SELECTED EXCERPT:

NAT rules are organized within those separate chains in Netfilter. When packets come to the chain, each rule is examined in linear order and this linear search is costly with a large number of rules. After finding a rule, the header of the packet is modified based on the rule and new connection records are added to the connection tracking table [7]. In this way, only the first packet of a flow needs to search for NAT rules and all subsequent packets exchanged in either direction can apply the same NAT decision made for the first packet without additional lookup. However, the connection tracking table is shared among multicores with high lock overhead.

2.2 Related Work

Since it is well known that Netfilter doesn't scale well to deal with a large number of small-size packets, some papers advertise improving Netfilter performance. Mingming Yang et al. [8] proposed an algorithm to dynamically change the order of rules and the order of hook functions in Netfilter. Feng Liu et al. [9] built hash tables for NAT mapping table. However, the performance improvement for Netfilter in these works is limited because they didn't modify linear search algorithm for NAT rule table. Accardi, Kristen et al. [10] prototyped a hybrid firewall, using a Network Processor (NP) to accelerate Linux Netfilter on a general-purpose server. Nonetheless, they didn't make any modification to Netfilter and the enhancement of performance mainly resulted from special-purpose hardware.

Apart from modifying Linux Kernel, there exist a number of networking implementations that bypass the kernel's protocol stack entirely. PFQ [11], PF_RING [12], PF_RING ZC (Zero Copy) [13], Intel DPDK [14] and Netmap [15] directly mapping NIC buffers into user-space memory to accelerate network. DPDK has been successfully used in accelerating virtual switch as in the case of DPDK vSwitch [16]. There is a growing demand for high-speed NAT in data centers with high-volume traffic, but there aren't previous works about high performance NAT system on those kernel-bypass frameworks.

DATA LINES:
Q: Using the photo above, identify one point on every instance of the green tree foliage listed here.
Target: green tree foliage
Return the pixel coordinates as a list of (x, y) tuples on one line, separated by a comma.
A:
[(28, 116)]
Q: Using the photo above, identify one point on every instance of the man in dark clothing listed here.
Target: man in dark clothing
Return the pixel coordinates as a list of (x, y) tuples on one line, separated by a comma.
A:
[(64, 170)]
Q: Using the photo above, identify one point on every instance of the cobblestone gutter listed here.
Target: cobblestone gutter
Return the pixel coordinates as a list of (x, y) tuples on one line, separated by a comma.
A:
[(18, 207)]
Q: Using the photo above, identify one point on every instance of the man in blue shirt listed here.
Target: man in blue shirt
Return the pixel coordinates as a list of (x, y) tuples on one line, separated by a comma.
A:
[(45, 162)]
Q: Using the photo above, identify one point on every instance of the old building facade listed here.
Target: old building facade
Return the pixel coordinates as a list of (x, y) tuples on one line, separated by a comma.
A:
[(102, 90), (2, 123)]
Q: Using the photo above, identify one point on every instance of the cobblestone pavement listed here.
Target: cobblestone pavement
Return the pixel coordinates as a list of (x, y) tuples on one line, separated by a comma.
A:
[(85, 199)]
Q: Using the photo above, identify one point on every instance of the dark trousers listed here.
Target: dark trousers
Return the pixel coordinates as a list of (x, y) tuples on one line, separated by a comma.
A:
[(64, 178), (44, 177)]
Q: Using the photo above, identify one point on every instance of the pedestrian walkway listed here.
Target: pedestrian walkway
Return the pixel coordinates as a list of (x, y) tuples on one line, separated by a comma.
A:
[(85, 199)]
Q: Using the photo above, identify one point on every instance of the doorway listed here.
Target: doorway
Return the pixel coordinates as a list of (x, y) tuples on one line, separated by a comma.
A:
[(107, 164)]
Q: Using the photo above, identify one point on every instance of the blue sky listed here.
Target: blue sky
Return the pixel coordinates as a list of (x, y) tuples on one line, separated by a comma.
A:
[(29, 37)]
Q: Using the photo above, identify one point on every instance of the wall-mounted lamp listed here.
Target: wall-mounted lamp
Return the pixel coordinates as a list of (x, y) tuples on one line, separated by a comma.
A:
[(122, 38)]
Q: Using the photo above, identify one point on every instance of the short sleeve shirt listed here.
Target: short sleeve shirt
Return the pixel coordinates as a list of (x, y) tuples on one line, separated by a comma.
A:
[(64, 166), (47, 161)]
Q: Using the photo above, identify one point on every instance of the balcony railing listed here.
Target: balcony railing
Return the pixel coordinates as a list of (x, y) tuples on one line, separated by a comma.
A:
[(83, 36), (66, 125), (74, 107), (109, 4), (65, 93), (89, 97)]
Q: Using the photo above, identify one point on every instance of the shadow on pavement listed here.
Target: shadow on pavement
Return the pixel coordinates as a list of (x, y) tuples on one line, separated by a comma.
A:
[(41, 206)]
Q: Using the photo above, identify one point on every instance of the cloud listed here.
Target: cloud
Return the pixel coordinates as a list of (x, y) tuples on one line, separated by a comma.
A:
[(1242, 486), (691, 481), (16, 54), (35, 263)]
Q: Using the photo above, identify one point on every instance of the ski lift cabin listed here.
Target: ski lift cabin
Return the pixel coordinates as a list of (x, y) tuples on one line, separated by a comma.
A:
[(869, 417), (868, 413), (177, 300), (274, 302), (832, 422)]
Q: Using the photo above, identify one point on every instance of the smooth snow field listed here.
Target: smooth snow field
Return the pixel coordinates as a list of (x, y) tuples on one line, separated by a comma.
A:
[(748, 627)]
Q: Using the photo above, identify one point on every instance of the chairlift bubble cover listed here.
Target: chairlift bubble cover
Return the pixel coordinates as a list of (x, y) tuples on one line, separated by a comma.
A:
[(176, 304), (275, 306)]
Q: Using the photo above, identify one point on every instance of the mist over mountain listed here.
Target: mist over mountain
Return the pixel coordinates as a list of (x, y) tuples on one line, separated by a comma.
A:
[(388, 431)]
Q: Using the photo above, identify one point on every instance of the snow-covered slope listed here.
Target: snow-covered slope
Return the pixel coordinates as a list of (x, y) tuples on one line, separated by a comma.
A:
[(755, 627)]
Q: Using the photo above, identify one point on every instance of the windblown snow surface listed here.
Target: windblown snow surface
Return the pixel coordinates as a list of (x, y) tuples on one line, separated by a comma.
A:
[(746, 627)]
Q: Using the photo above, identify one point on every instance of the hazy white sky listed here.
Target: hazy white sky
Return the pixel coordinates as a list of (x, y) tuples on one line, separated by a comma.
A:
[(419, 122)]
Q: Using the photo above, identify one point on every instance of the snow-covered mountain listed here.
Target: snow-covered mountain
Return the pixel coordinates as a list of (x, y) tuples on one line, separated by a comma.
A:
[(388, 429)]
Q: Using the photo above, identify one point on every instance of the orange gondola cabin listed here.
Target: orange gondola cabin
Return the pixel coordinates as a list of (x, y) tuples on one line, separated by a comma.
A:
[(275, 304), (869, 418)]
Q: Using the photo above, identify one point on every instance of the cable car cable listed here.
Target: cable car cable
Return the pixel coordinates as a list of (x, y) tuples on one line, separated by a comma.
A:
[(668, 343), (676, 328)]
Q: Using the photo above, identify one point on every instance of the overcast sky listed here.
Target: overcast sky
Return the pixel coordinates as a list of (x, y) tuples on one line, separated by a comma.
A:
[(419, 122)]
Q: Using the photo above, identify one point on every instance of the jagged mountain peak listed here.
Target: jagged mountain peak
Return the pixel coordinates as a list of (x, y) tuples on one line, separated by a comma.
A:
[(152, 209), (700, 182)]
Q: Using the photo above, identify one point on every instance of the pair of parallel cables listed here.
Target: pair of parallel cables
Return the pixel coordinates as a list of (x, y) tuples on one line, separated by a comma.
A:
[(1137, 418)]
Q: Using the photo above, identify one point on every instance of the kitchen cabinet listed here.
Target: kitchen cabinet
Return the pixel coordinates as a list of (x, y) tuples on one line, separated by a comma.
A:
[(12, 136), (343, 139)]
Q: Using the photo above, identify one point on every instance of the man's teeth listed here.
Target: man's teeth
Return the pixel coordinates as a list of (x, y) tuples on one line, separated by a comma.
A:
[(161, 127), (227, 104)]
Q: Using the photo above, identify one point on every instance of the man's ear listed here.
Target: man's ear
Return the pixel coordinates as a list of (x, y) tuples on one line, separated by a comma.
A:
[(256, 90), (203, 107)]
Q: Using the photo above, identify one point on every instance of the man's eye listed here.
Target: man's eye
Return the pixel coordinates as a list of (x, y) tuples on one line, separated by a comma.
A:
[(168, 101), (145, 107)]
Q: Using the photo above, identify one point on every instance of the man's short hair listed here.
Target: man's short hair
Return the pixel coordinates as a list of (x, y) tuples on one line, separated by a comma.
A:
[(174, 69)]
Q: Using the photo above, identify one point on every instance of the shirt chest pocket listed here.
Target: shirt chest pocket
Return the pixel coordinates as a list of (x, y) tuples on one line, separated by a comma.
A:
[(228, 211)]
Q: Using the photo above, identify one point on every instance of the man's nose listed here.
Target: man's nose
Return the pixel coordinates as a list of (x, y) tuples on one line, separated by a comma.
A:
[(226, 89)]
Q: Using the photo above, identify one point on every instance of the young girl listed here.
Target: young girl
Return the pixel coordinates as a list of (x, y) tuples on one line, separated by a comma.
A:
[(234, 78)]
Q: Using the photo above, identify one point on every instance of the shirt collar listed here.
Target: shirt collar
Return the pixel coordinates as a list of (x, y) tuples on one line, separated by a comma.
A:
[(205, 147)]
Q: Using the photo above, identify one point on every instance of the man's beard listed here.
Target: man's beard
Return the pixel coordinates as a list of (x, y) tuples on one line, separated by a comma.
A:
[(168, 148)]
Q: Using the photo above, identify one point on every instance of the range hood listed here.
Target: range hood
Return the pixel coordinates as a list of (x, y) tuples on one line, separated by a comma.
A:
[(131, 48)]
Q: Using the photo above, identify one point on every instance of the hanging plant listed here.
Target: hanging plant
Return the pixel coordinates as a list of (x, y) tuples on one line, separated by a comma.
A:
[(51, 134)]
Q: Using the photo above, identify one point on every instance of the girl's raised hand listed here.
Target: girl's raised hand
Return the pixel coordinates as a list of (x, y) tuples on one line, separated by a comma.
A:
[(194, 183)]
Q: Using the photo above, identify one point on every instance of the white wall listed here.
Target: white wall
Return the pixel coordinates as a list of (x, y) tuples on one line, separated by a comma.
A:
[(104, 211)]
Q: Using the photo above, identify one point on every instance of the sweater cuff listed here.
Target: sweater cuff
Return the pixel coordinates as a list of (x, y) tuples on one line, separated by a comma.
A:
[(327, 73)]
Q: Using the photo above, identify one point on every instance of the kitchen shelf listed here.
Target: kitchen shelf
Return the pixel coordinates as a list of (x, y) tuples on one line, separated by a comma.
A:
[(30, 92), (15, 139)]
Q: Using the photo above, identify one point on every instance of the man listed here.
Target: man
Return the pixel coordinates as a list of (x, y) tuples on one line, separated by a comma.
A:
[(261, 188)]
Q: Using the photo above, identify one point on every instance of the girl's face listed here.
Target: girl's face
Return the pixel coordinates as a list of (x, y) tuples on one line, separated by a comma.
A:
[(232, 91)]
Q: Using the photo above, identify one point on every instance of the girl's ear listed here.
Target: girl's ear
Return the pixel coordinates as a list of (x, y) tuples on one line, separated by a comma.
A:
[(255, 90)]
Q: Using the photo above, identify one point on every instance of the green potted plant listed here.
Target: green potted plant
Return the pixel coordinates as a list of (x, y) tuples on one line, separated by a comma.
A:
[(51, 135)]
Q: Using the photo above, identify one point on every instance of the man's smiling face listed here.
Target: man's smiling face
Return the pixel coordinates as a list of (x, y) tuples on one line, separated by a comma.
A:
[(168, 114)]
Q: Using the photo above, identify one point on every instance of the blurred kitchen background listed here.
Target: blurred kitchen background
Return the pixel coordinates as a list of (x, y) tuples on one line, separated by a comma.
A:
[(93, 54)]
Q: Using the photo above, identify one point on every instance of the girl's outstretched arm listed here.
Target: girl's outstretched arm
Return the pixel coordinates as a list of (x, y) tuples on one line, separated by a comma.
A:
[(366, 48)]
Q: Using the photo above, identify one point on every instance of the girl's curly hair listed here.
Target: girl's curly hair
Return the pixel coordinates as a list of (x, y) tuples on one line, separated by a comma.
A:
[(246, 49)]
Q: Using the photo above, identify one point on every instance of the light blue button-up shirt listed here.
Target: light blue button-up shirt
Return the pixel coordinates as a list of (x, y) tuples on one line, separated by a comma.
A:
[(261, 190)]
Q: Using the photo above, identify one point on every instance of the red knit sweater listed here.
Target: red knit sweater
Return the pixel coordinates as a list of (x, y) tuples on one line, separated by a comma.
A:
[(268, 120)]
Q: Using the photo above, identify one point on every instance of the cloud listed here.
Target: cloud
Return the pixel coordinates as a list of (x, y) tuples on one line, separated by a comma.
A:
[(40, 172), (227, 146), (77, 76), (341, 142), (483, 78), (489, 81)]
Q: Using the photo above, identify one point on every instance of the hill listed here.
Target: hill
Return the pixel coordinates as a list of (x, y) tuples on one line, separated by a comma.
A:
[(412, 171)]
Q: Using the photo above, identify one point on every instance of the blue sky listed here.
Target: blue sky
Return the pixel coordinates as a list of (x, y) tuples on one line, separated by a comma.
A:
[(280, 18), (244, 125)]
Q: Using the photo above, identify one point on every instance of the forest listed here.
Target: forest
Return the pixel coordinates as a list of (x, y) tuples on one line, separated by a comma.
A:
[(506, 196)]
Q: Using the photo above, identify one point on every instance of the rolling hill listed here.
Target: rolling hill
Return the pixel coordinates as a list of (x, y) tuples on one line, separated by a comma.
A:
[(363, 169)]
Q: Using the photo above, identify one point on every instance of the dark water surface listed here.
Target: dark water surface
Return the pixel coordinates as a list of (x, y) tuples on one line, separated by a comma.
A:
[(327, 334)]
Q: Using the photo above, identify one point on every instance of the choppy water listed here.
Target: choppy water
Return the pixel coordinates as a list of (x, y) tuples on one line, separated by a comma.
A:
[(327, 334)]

DIRECTION 1: Do these statements agree with the Netfilter excerpt? (a) Only the first packet of a flow has to search for NAT rules. (b) The hybrid firewall by Accardi, Kristen et al. gained its speed mainly from changes made to Netfilter. (c) DPDK has been used to accelerate a virtual switch. For each, answer yes or no and quote the deciding words of the text.
DIRECTION 2: How do the records read from the line holding "water surface listed here." through the end of the records, inclusive, once each "water" is replaced with "lake" and nothing else changes? Give only those lines.

WORKED ANSWER 1:
(a) Yes: "only the first packet of a flow needs to search for NAT rules"
(b) No: "they didn't make any modification to Netfilter and the enhancement of performance mainly resulted from special-purpose hardware"
(c) Yes: "DPDK has been successfully used in accelerating virtual switch as in the case of DPDK vSwitch [16]"

WORKED ANSWER 2:
Q: Using the photo above, identify one point on every instance of the dark lake surface listed here.
Target: dark lake surface
Return the pixel coordinates as a list of (x, y) tuples on one line, separated by a comma.
A:
[(327, 334)]
Q: Using the photo above, identify one point on every instance of the choppy lake listed here.
Target: choppy lake
Return the pixel coordinates as a list of (x, y) tuples on one line, separated by a comma.
A:
[(327, 334)]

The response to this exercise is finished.